→ **TASK DESCRIPTION**
From the data underneath, reproduce exactly the stretch that begins at the line with "Target: gold arabic calligraphy" and ends after the line with "Target: row of small windows".

→ **INPUT RECORDS**
/---
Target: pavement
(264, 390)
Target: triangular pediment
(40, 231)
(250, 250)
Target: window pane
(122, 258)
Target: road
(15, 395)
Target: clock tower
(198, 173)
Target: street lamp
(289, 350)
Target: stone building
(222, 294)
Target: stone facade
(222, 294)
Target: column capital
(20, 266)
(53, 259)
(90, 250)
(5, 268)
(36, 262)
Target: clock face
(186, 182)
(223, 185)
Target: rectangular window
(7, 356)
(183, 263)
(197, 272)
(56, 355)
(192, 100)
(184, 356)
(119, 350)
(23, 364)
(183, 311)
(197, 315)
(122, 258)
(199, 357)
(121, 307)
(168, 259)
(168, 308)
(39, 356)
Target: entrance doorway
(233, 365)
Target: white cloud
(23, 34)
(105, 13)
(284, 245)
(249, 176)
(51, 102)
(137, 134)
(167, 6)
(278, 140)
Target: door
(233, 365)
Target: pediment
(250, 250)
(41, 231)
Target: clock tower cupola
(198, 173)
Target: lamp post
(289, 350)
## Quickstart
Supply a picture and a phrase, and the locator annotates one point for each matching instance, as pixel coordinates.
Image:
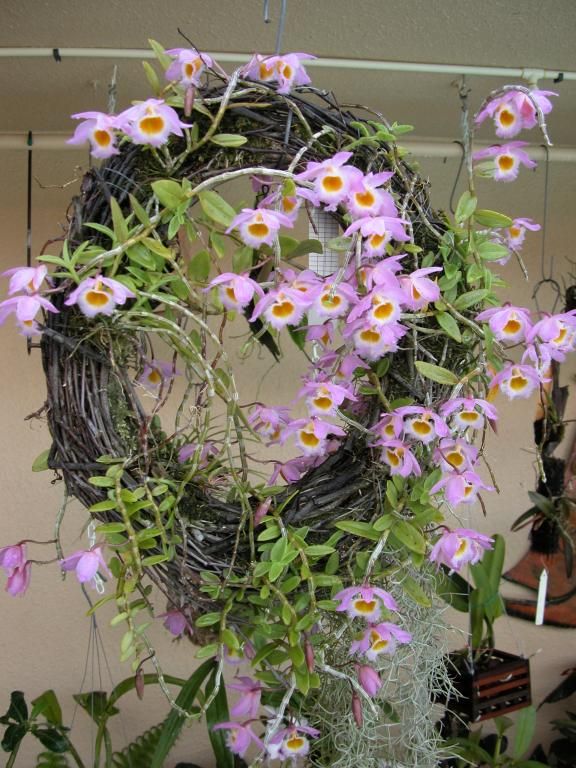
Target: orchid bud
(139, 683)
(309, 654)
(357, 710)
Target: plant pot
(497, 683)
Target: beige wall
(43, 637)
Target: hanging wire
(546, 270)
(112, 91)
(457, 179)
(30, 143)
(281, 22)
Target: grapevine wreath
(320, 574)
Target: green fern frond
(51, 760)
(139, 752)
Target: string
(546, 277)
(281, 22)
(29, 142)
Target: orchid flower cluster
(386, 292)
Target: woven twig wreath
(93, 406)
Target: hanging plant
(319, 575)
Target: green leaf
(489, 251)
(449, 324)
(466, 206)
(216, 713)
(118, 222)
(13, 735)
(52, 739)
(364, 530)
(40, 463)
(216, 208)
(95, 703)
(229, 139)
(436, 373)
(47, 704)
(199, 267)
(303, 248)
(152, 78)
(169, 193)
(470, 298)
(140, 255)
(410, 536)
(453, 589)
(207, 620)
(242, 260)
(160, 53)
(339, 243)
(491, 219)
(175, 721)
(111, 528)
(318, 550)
\---
/---
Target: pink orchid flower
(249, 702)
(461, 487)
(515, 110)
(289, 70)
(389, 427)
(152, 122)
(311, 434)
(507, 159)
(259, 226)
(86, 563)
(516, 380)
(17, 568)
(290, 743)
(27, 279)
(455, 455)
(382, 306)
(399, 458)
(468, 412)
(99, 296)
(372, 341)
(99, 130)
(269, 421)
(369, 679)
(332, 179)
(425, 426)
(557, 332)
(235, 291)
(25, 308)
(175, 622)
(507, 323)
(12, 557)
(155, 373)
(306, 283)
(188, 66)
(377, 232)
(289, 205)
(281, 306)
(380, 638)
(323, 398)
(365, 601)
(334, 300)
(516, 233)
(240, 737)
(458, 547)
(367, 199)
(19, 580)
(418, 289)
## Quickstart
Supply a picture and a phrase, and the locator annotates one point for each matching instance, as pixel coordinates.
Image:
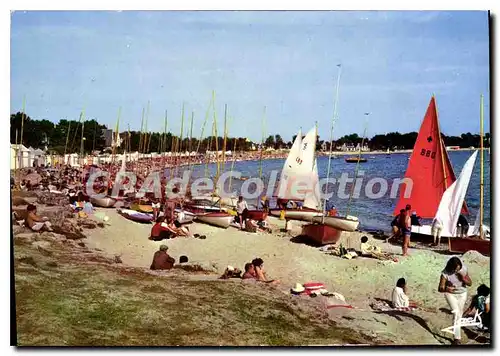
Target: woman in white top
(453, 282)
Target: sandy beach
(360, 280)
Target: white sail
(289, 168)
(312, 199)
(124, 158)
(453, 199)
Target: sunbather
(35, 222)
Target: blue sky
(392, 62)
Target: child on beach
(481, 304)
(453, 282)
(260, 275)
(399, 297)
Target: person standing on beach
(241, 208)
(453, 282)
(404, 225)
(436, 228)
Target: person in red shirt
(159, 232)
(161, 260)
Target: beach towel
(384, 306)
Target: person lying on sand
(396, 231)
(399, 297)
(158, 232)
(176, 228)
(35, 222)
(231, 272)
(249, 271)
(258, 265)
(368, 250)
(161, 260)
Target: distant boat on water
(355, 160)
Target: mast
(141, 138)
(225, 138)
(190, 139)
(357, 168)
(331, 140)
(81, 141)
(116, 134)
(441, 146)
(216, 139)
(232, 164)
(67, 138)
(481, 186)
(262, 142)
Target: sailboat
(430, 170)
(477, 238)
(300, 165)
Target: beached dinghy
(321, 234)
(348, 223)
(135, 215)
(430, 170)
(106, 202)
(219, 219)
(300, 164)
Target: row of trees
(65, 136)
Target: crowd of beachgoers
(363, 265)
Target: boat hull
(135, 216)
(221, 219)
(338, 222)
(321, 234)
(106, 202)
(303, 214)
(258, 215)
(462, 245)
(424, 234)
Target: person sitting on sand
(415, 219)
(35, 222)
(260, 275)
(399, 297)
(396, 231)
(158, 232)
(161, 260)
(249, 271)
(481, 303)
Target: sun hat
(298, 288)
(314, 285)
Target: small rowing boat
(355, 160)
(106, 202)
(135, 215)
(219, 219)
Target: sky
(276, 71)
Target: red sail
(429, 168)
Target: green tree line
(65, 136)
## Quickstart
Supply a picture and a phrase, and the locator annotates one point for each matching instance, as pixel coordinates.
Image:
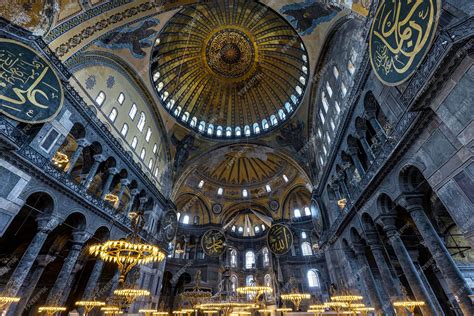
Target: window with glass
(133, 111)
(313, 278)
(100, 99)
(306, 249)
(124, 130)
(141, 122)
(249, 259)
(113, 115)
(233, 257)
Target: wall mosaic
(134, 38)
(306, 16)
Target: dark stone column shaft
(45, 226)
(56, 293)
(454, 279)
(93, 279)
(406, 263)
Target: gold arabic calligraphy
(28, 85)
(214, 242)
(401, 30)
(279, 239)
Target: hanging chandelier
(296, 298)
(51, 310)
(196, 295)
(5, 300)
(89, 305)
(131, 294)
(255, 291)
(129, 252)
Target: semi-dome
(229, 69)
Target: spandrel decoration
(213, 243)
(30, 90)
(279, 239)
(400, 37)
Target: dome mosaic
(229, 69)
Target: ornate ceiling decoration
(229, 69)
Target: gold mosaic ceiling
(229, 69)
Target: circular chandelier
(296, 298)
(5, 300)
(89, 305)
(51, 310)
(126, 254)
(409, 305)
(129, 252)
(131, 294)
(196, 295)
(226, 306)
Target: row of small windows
\---
/---
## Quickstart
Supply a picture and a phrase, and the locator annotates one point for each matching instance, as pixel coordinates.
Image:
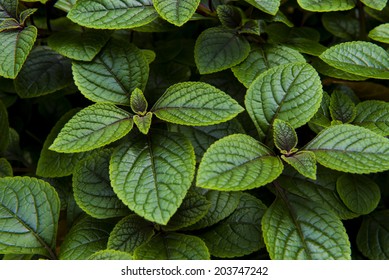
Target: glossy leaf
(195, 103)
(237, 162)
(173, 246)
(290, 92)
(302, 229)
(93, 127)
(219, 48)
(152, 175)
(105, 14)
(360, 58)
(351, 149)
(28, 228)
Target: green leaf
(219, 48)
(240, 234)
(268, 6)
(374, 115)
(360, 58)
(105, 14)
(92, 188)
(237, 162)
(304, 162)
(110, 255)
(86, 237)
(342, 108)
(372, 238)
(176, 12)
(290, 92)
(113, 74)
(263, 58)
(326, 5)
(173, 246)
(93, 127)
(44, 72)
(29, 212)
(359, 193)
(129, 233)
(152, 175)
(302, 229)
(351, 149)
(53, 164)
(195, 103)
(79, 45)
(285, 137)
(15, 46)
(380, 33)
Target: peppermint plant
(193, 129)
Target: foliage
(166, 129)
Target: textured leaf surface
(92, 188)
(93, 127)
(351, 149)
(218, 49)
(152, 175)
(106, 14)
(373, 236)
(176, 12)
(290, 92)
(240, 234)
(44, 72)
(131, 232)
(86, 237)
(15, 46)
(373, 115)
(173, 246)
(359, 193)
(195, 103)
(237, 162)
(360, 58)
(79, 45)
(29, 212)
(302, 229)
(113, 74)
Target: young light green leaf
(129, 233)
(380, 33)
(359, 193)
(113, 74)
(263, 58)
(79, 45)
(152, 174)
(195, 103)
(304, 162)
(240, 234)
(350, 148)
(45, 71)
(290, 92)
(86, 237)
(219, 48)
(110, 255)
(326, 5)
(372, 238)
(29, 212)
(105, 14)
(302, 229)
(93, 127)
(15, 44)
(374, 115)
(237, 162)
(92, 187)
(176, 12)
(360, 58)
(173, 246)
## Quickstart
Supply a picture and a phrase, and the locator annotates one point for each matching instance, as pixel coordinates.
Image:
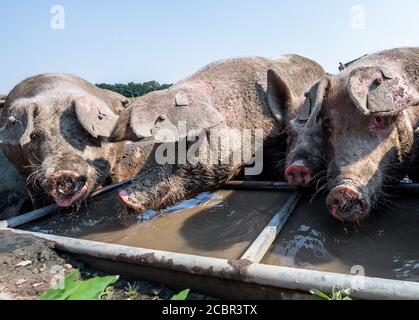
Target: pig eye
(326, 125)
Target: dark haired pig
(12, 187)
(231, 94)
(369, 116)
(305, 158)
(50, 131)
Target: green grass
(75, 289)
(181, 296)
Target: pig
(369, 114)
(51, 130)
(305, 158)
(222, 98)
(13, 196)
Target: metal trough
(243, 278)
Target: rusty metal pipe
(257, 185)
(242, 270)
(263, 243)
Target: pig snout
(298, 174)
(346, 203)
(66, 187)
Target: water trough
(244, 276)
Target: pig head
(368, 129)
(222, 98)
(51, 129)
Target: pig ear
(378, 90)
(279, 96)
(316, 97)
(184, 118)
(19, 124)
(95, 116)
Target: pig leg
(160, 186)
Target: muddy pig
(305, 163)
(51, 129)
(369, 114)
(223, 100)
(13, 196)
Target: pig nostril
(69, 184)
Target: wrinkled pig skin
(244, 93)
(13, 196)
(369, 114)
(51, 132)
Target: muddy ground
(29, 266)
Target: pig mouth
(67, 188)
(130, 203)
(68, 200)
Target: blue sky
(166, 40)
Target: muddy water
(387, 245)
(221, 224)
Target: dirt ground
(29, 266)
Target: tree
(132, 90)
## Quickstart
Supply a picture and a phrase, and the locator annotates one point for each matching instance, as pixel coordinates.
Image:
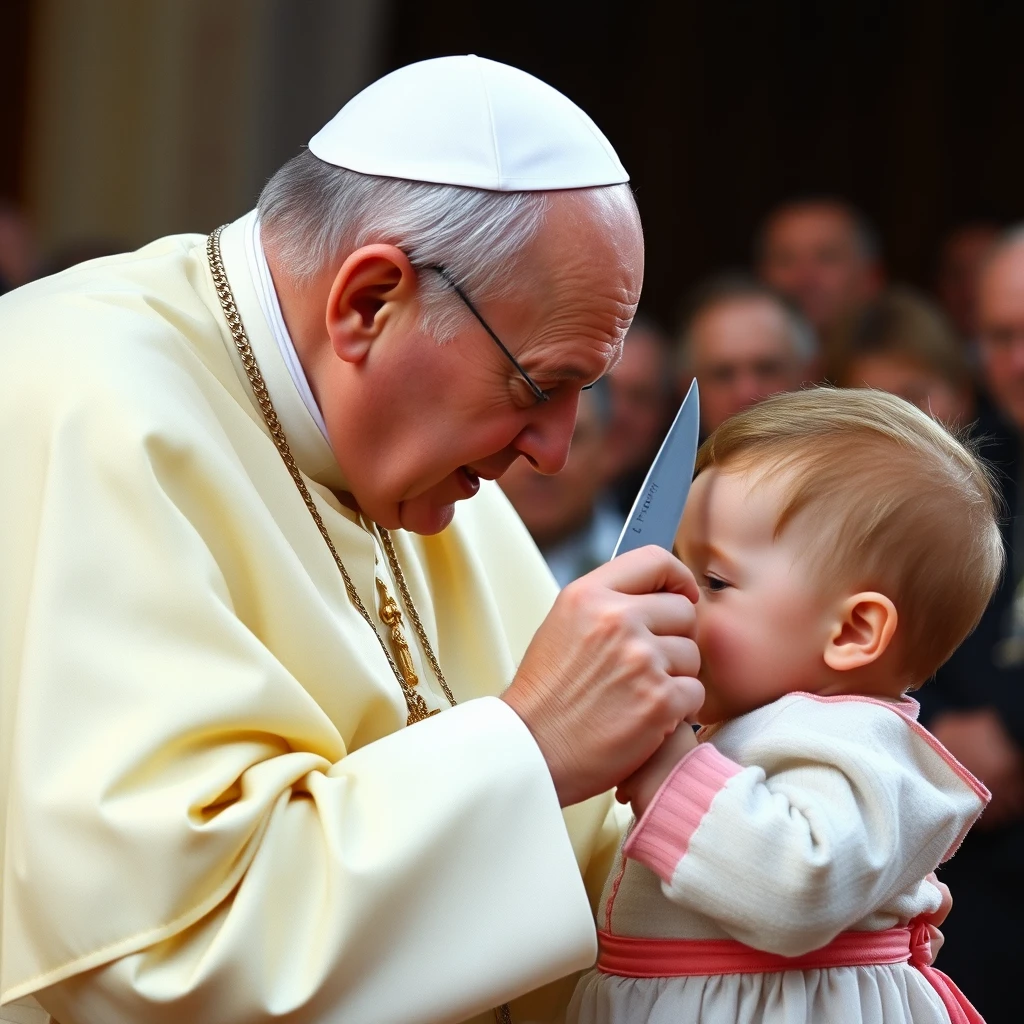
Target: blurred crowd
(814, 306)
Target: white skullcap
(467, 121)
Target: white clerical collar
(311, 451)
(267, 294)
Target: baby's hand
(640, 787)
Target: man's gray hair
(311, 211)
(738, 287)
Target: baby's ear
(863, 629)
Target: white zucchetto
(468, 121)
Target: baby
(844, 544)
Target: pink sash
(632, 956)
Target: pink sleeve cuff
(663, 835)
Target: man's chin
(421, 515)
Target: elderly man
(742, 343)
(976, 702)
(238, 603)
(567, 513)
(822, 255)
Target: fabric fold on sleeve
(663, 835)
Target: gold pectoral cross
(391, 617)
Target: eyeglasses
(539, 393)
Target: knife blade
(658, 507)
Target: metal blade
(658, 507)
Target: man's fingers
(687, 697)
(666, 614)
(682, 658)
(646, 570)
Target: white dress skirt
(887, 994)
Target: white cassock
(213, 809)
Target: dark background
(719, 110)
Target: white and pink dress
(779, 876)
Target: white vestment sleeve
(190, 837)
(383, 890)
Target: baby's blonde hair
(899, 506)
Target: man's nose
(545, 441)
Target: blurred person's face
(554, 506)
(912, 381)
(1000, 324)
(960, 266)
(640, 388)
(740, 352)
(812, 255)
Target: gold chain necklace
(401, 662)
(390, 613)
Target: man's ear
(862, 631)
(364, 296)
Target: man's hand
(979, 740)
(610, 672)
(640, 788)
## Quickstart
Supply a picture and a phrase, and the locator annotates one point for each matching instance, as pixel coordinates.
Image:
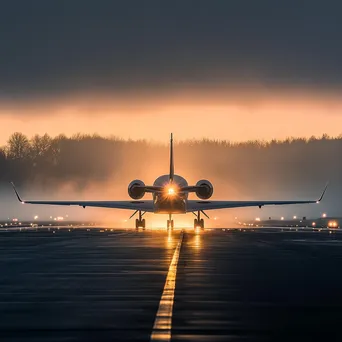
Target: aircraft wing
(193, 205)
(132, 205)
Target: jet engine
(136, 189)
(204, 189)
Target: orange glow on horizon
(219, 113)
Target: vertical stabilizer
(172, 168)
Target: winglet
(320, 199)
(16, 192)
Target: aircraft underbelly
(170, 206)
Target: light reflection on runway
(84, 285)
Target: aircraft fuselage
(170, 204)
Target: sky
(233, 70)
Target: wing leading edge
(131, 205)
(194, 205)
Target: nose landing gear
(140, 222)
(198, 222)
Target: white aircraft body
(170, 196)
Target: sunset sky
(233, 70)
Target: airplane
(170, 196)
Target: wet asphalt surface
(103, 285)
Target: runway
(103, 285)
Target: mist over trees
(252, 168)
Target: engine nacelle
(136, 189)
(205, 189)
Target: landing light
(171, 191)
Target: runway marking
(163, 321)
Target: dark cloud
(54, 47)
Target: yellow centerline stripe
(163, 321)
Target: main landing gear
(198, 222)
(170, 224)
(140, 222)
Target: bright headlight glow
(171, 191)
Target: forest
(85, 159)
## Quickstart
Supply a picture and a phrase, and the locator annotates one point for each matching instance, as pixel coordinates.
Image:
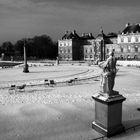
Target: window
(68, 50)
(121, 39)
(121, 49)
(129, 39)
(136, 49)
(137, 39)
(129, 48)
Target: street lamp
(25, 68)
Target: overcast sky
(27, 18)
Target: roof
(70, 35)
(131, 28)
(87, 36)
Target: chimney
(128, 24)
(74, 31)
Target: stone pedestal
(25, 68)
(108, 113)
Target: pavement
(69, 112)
\---
→ **TASK SOLUTION**
Target: gold arabic calligraphy
(28, 85)
(214, 242)
(401, 30)
(279, 239)
Target: hanging chandelier
(296, 298)
(51, 310)
(196, 295)
(5, 300)
(89, 305)
(131, 294)
(255, 291)
(129, 252)
Target: semi-dome
(229, 69)
Target: spandrel decoration
(213, 243)
(30, 90)
(279, 239)
(400, 37)
Target: dome mosaic
(229, 69)
Target: ornate ceiling decoration
(229, 69)
Target: gold mosaic ceiling
(229, 69)
Target: circular chandelier
(296, 298)
(5, 300)
(89, 305)
(51, 310)
(126, 254)
(409, 305)
(129, 252)
(131, 294)
(196, 295)
(226, 306)
Target: row of small windows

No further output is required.